● Page extract
I have asked myself this question several times.
What puzzles me is making the distinction between having clearly defined parts with having parts that take over without the recollection of the whole or of other parts. When someone describes his/her alters with full detail, that indicates to me that there is fragmentation, but that there is no amnesia between parts.
All people suffering from complex trauma are fragmented, and all of them have parts that take over without consent from the whole or other parts, but they leave a trace, and if questioned, the person is able to recount the behavior and experience of the alters; maybe not in detail, but they know about the “alters” behavior and attitude.
I find the diagnosis of DID to be one of the most debilitating, and —I’d say, dysregulating— labels a person can carry.
I have seen several videos of people that go for DID treatment and seems evident to me that they are “performing” the parts. I have also seen in front of my eyes how someone’s energy shifts in such a way that their faces and corporal expression changes, their voice transform, their syntaxis gets altered; yes, they become a child, or an abuser, or a “mother” version of themselves. And I know they were not performing. But I also know that they stay with me somehow, and that if I take the opportunity to meet this part, they will give do it for me. I can see that is a dissociative phenomenon, but I also know that I don’t really lose the person. It’s like a trance, but they will have a pretty good recollection of what they are saying and doing even if they may not identify what they were feeling. If I bring it up, then they can acknowledge it.
I’d say that it’s pretty common for me to witness that type of interaction. I use IFS (Internal Family Systems) pretty often, and almost every time I ask my clients to go inside and unblend from a specific part, I’ll witness some unfolding of the unconscious into a specific ego-state. The parts can be wild, or childish, or any other type of manifestation. I have a client that calls “Mojo” to his part that likes having sex.

● Stored data
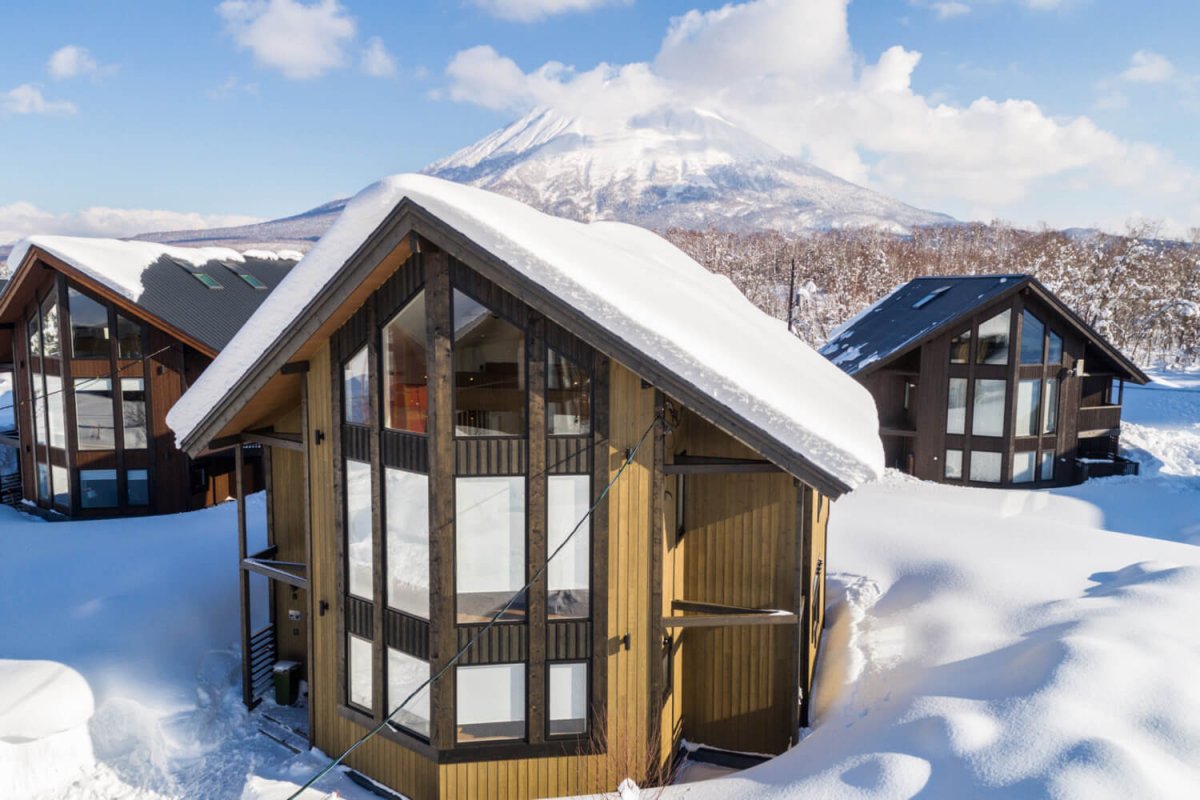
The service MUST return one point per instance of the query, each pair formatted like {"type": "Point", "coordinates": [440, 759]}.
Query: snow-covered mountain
{"type": "Point", "coordinates": [676, 167]}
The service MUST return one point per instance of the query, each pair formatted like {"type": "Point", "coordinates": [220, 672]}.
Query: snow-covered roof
{"type": "Point", "coordinates": [633, 283]}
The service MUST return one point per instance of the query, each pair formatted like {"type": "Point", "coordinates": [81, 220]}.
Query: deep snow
{"type": "Point", "coordinates": [982, 643]}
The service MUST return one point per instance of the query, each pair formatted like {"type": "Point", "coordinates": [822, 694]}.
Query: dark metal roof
{"type": "Point", "coordinates": [901, 319]}
{"type": "Point", "coordinates": [173, 294]}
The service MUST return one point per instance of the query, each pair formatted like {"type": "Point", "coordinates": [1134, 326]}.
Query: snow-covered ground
{"type": "Point", "coordinates": [982, 644]}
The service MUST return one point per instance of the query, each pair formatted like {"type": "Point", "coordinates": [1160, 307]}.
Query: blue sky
{"type": "Point", "coordinates": [181, 113]}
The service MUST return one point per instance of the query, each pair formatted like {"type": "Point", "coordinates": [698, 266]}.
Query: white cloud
{"type": "Point", "coordinates": [22, 218]}
{"type": "Point", "coordinates": [300, 40]}
{"type": "Point", "coordinates": [75, 61]}
{"type": "Point", "coordinates": [377, 61]}
{"type": "Point", "coordinates": [1149, 67]}
{"type": "Point", "coordinates": [28, 98]}
{"type": "Point", "coordinates": [786, 71]}
{"type": "Point", "coordinates": [534, 10]}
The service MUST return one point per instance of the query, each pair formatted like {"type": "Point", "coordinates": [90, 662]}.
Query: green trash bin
{"type": "Point", "coordinates": [287, 683]}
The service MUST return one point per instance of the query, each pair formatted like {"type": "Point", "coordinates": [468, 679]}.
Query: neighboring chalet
{"type": "Point", "coordinates": [448, 385]}
{"type": "Point", "coordinates": [989, 380]}
{"type": "Point", "coordinates": [103, 337]}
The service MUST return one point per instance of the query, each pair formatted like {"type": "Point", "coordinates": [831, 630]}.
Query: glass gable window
{"type": "Point", "coordinates": [1029, 400]}
{"type": "Point", "coordinates": [568, 698]}
{"type": "Point", "coordinates": [985, 467]}
{"type": "Point", "coordinates": [568, 577]}
{"type": "Point", "coordinates": [568, 397]}
{"type": "Point", "coordinates": [358, 668]}
{"type": "Point", "coordinates": [1032, 332]}
{"type": "Point", "coordinates": [490, 374]}
{"type": "Point", "coordinates": [95, 428]}
{"type": "Point", "coordinates": [133, 413]}
{"type": "Point", "coordinates": [89, 326]}
{"type": "Point", "coordinates": [405, 364]}
{"type": "Point", "coordinates": [357, 389]}
{"type": "Point", "coordinates": [405, 677]}
{"type": "Point", "coordinates": [1024, 467]}
{"type": "Point", "coordinates": [490, 547]}
{"type": "Point", "coordinates": [97, 488]}
{"type": "Point", "coordinates": [407, 495]}
{"type": "Point", "coordinates": [359, 560]}
{"type": "Point", "coordinates": [957, 407]}
{"type": "Point", "coordinates": [988, 417]}
{"type": "Point", "coordinates": [994, 338]}
{"type": "Point", "coordinates": [491, 701]}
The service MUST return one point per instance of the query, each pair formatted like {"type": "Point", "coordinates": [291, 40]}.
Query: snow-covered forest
{"type": "Point", "coordinates": [1140, 290]}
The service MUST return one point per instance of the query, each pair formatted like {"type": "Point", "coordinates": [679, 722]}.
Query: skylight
{"type": "Point", "coordinates": [931, 296]}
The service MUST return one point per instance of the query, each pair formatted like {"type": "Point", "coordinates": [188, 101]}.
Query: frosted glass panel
{"type": "Point", "coordinates": [568, 576]}
{"type": "Point", "coordinates": [405, 675]}
{"type": "Point", "coordinates": [359, 560]}
{"type": "Point", "coordinates": [989, 408]}
{"type": "Point", "coordinates": [985, 467]}
{"type": "Point", "coordinates": [490, 551]}
{"type": "Point", "coordinates": [568, 698]}
{"type": "Point", "coordinates": [491, 702]}
{"type": "Point", "coordinates": [408, 541]}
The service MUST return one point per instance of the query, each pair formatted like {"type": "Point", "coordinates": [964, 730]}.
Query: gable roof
{"type": "Point", "coordinates": [160, 281]}
{"type": "Point", "coordinates": [623, 289]}
{"type": "Point", "coordinates": [925, 307]}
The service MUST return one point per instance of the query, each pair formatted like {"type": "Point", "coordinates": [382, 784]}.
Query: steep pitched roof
{"type": "Point", "coordinates": [162, 282]}
{"type": "Point", "coordinates": [916, 311]}
{"type": "Point", "coordinates": [625, 290]}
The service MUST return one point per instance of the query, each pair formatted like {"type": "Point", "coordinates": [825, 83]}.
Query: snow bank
{"type": "Point", "coordinates": [634, 283]}
{"type": "Point", "coordinates": [45, 708]}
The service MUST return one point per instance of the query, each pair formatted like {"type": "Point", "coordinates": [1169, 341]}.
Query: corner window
{"type": "Point", "coordinates": [491, 702]}
{"type": "Point", "coordinates": [568, 577]}
{"type": "Point", "coordinates": [490, 372]}
{"type": "Point", "coordinates": [407, 497]}
{"type": "Point", "coordinates": [568, 698]}
{"type": "Point", "coordinates": [994, 338]}
{"type": "Point", "coordinates": [490, 547]}
{"type": "Point", "coordinates": [357, 389]}
{"type": "Point", "coordinates": [405, 365]}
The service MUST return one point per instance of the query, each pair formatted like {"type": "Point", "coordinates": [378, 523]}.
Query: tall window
{"type": "Point", "coordinates": [994, 338]}
{"type": "Point", "coordinates": [405, 364]}
{"type": "Point", "coordinates": [490, 372]}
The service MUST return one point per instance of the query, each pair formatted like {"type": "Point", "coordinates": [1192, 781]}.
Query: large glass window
{"type": "Point", "coordinates": [405, 675]}
{"type": "Point", "coordinates": [994, 338]}
{"type": "Point", "coordinates": [133, 413]}
{"type": "Point", "coordinates": [359, 559]}
{"type": "Point", "coordinates": [988, 416]}
{"type": "Point", "coordinates": [1050, 421]}
{"type": "Point", "coordinates": [985, 467]}
{"type": "Point", "coordinates": [568, 577]}
{"type": "Point", "coordinates": [491, 701]}
{"type": "Point", "coordinates": [357, 389]}
{"type": "Point", "coordinates": [97, 488]}
{"type": "Point", "coordinates": [568, 698]}
{"type": "Point", "coordinates": [1024, 467]}
{"type": "Point", "coordinates": [490, 374]}
{"type": "Point", "coordinates": [358, 667]}
{"type": "Point", "coordinates": [1029, 400]}
{"type": "Point", "coordinates": [89, 326]}
{"type": "Point", "coordinates": [490, 546]}
{"type": "Point", "coordinates": [407, 495]}
{"type": "Point", "coordinates": [957, 407]}
{"type": "Point", "coordinates": [568, 397]}
{"type": "Point", "coordinates": [405, 364]}
{"type": "Point", "coordinates": [94, 414]}
{"type": "Point", "coordinates": [1032, 332]}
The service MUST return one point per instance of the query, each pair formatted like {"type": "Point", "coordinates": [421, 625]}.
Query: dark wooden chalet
{"type": "Point", "coordinates": [103, 336]}
{"type": "Point", "coordinates": [989, 380]}
{"type": "Point", "coordinates": [438, 420]}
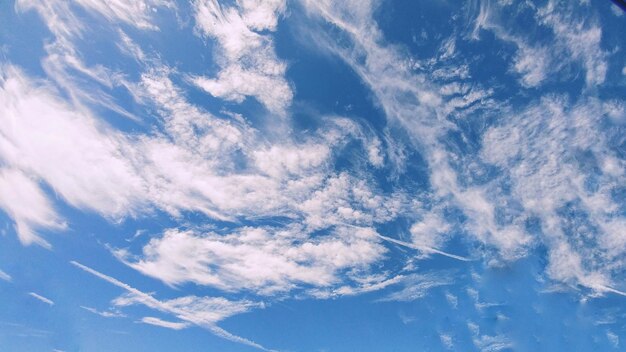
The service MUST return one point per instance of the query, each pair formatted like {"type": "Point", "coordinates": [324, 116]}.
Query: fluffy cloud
{"type": "Point", "coordinates": [249, 65]}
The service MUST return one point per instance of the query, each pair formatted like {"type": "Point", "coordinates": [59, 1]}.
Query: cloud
{"type": "Point", "coordinates": [22, 199]}
{"type": "Point", "coordinates": [104, 314]}
{"type": "Point", "coordinates": [249, 64]}
{"type": "Point", "coordinates": [165, 324]}
{"type": "Point", "coordinates": [41, 298]}
{"type": "Point", "coordinates": [4, 276]}
{"type": "Point", "coordinates": [188, 309]}
{"type": "Point", "coordinates": [33, 121]}
{"type": "Point", "coordinates": [417, 286]}
{"type": "Point", "coordinates": [265, 260]}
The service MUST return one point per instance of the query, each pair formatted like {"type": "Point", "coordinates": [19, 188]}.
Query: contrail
{"type": "Point", "coordinates": [425, 249]}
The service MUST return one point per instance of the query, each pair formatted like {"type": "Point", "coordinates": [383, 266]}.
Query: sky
{"type": "Point", "coordinates": [312, 175]}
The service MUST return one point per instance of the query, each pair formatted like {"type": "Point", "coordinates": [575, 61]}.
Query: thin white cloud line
{"type": "Point", "coordinates": [164, 323]}
{"type": "Point", "coordinates": [6, 277]}
{"type": "Point", "coordinates": [41, 298]}
{"type": "Point", "coordinates": [424, 249]}
{"type": "Point", "coordinates": [154, 303]}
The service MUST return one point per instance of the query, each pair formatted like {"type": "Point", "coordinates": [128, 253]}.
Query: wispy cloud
{"type": "Point", "coordinates": [105, 314]}
{"type": "Point", "coordinates": [165, 324]}
{"type": "Point", "coordinates": [4, 276]}
{"type": "Point", "coordinates": [41, 298]}
{"type": "Point", "coordinates": [184, 308]}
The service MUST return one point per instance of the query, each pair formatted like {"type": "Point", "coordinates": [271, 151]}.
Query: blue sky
{"type": "Point", "coordinates": [312, 175]}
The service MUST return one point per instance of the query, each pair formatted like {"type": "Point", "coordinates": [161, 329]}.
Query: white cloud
{"type": "Point", "coordinates": [613, 338]}
{"type": "Point", "coordinates": [188, 309]}
{"type": "Point", "coordinates": [41, 298]}
{"type": "Point", "coordinates": [581, 39]}
{"type": "Point", "coordinates": [249, 64]}
{"type": "Point", "coordinates": [417, 286]}
{"type": "Point", "coordinates": [165, 324]}
{"type": "Point", "coordinates": [104, 314]}
{"type": "Point", "coordinates": [4, 276]}
{"type": "Point", "coordinates": [264, 260]}
{"type": "Point", "coordinates": [23, 200]}
{"type": "Point", "coordinates": [447, 341]}
{"type": "Point", "coordinates": [65, 147]}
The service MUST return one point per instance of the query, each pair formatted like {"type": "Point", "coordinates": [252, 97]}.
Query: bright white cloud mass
{"type": "Point", "coordinates": [298, 175]}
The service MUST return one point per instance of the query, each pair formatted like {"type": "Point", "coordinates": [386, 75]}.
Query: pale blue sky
{"type": "Point", "coordinates": [312, 175]}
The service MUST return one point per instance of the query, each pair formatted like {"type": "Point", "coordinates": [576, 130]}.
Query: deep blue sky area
{"type": "Point", "coordinates": [314, 176]}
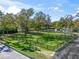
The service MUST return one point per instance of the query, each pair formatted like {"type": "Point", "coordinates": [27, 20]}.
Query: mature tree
{"type": "Point", "coordinates": [23, 19]}
{"type": "Point", "coordinates": [48, 22]}
{"type": "Point", "coordinates": [40, 20]}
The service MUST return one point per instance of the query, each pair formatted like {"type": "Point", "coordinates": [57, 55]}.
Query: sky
{"type": "Point", "coordinates": [55, 8]}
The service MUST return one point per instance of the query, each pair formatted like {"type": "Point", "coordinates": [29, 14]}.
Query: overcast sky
{"type": "Point", "coordinates": [55, 8]}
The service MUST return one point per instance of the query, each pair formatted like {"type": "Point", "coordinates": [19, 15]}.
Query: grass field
{"type": "Point", "coordinates": [30, 44]}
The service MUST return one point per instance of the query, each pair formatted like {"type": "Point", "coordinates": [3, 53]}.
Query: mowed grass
{"type": "Point", "coordinates": [30, 44]}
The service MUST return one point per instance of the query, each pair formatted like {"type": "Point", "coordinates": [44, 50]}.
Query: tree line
{"type": "Point", "coordinates": [28, 19]}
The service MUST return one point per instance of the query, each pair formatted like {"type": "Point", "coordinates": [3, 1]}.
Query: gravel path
{"type": "Point", "coordinates": [12, 55]}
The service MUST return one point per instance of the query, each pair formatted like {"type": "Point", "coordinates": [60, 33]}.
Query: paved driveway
{"type": "Point", "coordinates": [12, 55]}
{"type": "Point", "coordinates": [70, 52]}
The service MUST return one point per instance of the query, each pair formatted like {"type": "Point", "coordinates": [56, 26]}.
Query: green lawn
{"type": "Point", "coordinates": [30, 44]}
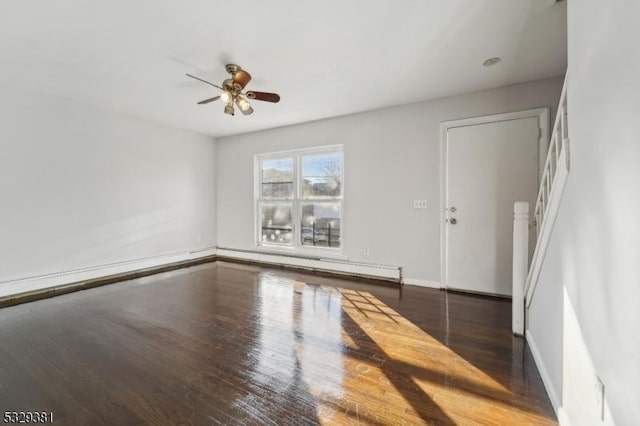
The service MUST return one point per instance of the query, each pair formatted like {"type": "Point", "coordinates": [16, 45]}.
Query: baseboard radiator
{"type": "Point", "coordinates": [336, 266]}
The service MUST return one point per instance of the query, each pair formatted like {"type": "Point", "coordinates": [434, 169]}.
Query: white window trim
{"type": "Point", "coordinates": [296, 247]}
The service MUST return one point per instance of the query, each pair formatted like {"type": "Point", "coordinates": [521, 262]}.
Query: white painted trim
{"type": "Point", "coordinates": [61, 278]}
{"type": "Point", "coordinates": [422, 283]}
{"type": "Point", "coordinates": [388, 272]}
{"type": "Point", "coordinates": [563, 417]}
{"type": "Point", "coordinates": [544, 236]}
{"type": "Point", "coordinates": [543, 121]}
{"type": "Point", "coordinates": [548, 385]}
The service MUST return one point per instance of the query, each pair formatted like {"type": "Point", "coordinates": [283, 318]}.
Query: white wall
{"type": "Point", "coordinates": [391, 158]}
{"type": "Point", "coordinates": [596, 240]}
{"type": "Point", "coordinates": [82, 187]}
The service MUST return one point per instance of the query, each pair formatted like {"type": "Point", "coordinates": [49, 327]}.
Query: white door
{"type": "Point", "coordinates": [488, 168]}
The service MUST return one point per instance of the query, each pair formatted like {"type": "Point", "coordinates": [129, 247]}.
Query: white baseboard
{"type": "Point", "coordinates": [56, 279]}
{"type": "Point", "coordinates": [422, 283]}
{"type": "Point", "coordinates": [387, 272]}
{"type": "Point", "coordinates": [537, 357]}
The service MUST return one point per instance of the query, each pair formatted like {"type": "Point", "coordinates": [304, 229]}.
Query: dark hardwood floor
{"type": "Point", "coordinates": [225, 343]}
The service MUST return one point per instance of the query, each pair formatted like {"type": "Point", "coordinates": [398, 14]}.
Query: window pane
{"type": "Point", "coordinates": [277, 177]}
{"type": "Point", "coordinates": [321, 224]}
{"type": "Point", "coordinates": [322, 175]}
{"type": "Point", "coordinates": [277, 224]}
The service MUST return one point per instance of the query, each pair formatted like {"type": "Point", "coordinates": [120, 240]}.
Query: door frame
{"type": "Point", "coordinates": [543, 144]}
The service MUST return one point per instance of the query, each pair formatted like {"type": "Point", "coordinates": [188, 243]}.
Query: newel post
{"type": "Point", "coordinates": [520, 264]}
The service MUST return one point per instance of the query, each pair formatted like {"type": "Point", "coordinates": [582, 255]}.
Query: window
{"type": "Point", "coordinates": [299, 198]}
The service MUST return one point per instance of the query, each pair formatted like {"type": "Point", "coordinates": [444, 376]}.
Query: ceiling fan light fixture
{"type": "Point", "coordinates": [225, 96]}
{"type": "Point", "coordinates": [244, 105]}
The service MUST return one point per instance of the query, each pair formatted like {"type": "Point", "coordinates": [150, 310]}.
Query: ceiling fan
{"type": "Point", "coordinates": [233, 91]}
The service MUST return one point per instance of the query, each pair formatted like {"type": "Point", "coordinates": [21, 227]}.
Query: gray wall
{"type": "Point", "coordinates": [391, 158]}
{"type": "Point", "coordinates": [596, 241]}
{"type": "Point", "coordinates": [82, 186]}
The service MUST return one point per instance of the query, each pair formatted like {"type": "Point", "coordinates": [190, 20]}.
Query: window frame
{"type": "Point", "coordinates": [296, 201]}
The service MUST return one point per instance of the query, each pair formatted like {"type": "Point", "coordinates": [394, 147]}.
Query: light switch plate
{"type": "Point", "coordinates": [419, 204]}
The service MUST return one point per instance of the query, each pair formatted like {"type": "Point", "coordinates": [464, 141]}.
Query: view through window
{"type": "Point", "coordinates": [300, 196]}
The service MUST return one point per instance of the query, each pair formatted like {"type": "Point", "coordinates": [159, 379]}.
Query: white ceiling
{"type": "Point", "coordinates": [325, 58]}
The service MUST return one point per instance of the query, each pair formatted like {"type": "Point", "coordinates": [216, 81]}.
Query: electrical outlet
{"type": "Point", "coordinates": [419, 204]}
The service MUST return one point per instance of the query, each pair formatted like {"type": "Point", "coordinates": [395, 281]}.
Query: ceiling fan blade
{"type": "Point", "coordinates": [206, 101]}
{"type": "Point", "coordinates": [264, 96]}
{"type": "Point", "coordinates": [242, 78]}
{"type": "Point", "coordinates": [204, 81]}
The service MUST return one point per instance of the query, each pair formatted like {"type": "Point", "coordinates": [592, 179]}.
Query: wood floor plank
{"type": "Point", "coordinates": [225, 343]}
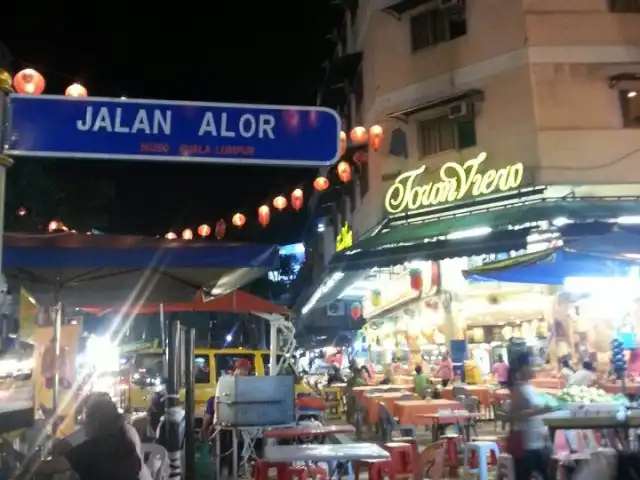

● Exercise instructions
In the passage about dissociative parts, what name does one client give to his part that likes having sex?

● Result of the exercise
Mojo